*** SELECTED EXCERPT ***

# Cleveland wedge bounce?



## max015 (Oct 23, 2006)

Hi 

Can anyone tell me if cleveland make a CG10 wedge with 4 dots?
I have just received a set of wedges that I purchased off Ebay and the 60 & 56 wedges have 4 dots on them.
I have a feeling that I have been ripped off.

Cheers


----------



## Golfbum (Oct 14, 2006)

max015 said:


> Hi
> 
> Can anyone tell me if cleveland make a CG10 wedge with 4 dots?
> I have just received a set of wedges that I purchased off Ebay and the 60 & 56 wedges have 4 dots on them.
> ...


I could be wrong here, but I have never seen the CG's with more than 3 dots.I also checked the Cleveland Website and sorry to say they only show the CG line with 1,2 or 3 dots.
Cleveland Golf, Wedges CG10™ Wedges

I have a feeling you were ripped off. Sorry. There are far too many eBay Scammers operting these days. I rarely bid on clubs on Ebay, unless I know the seller. My local golf shop deals on ebay, Golftown here in Canada deals on eBay.


----------



## max015 (Oct 23, 2006)

Thanks for the reply Golfbum your right.
I contacted cleveland and they said anything with 4 dots would be fake.
I've contacted they guy I got them from and I'm waiting for his reply.


----------



## Golfbum (Oct 14, 2006)

max015 said:


> Thanks for the reply Golfbum your right.
> I contacted cleveland and they said anything with 4 dots would be fake.
> I've contacted they guy I got them from and I'm waiting for his reply.


Glad I could help. Good Luck with the ebay seller. Buyer Beware on ebay. Let us know how you make out with him though. If he refuses to refund your money maybe you should post his ebay name so others can steer clear of him in the future. Be sure to give him negative feedback and tell people why.


----------

*** PROVIDED INFORMATION ***

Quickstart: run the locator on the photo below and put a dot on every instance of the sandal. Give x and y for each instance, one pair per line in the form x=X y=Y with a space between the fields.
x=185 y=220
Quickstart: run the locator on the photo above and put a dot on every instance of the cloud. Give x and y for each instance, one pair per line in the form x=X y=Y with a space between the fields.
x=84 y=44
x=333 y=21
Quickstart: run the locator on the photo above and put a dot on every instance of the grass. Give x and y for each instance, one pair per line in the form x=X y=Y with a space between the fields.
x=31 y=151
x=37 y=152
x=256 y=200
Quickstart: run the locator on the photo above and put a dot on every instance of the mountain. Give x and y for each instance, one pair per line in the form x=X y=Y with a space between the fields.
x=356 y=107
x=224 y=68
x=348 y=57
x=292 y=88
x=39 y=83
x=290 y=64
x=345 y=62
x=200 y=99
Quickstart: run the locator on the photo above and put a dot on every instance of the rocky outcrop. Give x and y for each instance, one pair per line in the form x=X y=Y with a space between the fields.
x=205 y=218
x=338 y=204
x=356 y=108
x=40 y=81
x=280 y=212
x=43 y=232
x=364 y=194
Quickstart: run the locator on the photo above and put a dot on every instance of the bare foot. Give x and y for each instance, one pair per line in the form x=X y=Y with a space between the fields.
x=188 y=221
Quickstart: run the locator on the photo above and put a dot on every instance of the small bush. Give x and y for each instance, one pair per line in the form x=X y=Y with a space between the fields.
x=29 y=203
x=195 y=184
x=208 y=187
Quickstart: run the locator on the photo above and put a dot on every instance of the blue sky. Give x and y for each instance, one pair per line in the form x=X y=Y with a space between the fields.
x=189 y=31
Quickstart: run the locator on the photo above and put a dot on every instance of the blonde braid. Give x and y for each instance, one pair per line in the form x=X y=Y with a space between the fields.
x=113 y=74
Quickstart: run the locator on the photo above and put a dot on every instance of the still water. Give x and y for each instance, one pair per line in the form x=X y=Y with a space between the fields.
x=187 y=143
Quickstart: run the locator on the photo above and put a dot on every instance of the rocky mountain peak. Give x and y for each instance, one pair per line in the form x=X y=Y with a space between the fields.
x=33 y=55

***

◆ TASKS TO PERFORM:
a: In the Cleveland wedge thread, what did Cleveland tell max015 about wedges with 4 dots?
b: Give every dot count that, according to the Cleveland wedge thread, the Cleveland website shows for the CG line.
c: Write out the part of the Cleveland wedge thread that runs from "I could be wrong" up to and including "1,2 or 3 dots.".

◆ RESPONSES FOR EACH TASK:
a: Cleveland said that anything with 4 dots would be fake.

b: 1, 2 and 3 dots

c:
I could be wrong here, but I have never seen the CG's with more than 3 dots.I also checked the Cleveland Website and sorry to say they only show the CG line with 1,2 or 3 dots.